* Information given *
BEGIN
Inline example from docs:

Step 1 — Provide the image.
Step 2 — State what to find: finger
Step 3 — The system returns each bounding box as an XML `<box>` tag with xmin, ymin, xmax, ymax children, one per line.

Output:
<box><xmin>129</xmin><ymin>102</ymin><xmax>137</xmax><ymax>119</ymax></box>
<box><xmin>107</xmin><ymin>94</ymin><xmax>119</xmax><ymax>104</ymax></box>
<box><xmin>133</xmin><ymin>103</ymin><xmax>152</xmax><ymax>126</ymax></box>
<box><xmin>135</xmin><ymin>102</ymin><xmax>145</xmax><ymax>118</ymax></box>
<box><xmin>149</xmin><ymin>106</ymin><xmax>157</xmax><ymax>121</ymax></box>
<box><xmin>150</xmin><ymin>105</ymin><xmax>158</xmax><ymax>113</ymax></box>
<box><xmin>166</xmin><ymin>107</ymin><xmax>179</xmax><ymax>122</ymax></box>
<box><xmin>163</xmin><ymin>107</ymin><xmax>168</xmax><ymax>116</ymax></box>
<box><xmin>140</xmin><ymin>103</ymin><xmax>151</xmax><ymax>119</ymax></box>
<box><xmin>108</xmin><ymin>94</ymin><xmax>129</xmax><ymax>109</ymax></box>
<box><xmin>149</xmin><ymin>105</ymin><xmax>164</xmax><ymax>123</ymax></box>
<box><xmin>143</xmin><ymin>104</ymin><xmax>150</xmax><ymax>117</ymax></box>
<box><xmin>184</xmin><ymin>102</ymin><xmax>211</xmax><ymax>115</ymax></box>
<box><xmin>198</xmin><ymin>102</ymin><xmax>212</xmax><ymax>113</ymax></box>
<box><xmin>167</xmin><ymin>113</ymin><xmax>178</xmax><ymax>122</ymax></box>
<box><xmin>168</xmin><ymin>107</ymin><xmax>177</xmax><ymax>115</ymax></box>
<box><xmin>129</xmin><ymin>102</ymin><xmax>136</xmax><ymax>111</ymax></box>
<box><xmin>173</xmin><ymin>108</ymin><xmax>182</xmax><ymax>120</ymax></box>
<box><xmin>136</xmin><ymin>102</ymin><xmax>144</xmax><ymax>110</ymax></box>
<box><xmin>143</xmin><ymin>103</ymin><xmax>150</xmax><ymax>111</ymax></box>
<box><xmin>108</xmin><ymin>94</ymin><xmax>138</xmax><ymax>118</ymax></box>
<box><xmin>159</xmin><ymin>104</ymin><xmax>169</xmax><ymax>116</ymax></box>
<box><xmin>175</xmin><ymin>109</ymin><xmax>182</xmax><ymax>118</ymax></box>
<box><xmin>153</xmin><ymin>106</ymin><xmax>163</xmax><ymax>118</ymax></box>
END
* Work instruction *
In the material above, find each line that has the string "Step" and return it.

* Reply to the task *
Step 1 — Provide the image.
Step 2 — State what to find: finger
Step 3 — The system returns each bounding box as an XML `<box>` tag with xmin, ymin, xmax, ymax children, one per line.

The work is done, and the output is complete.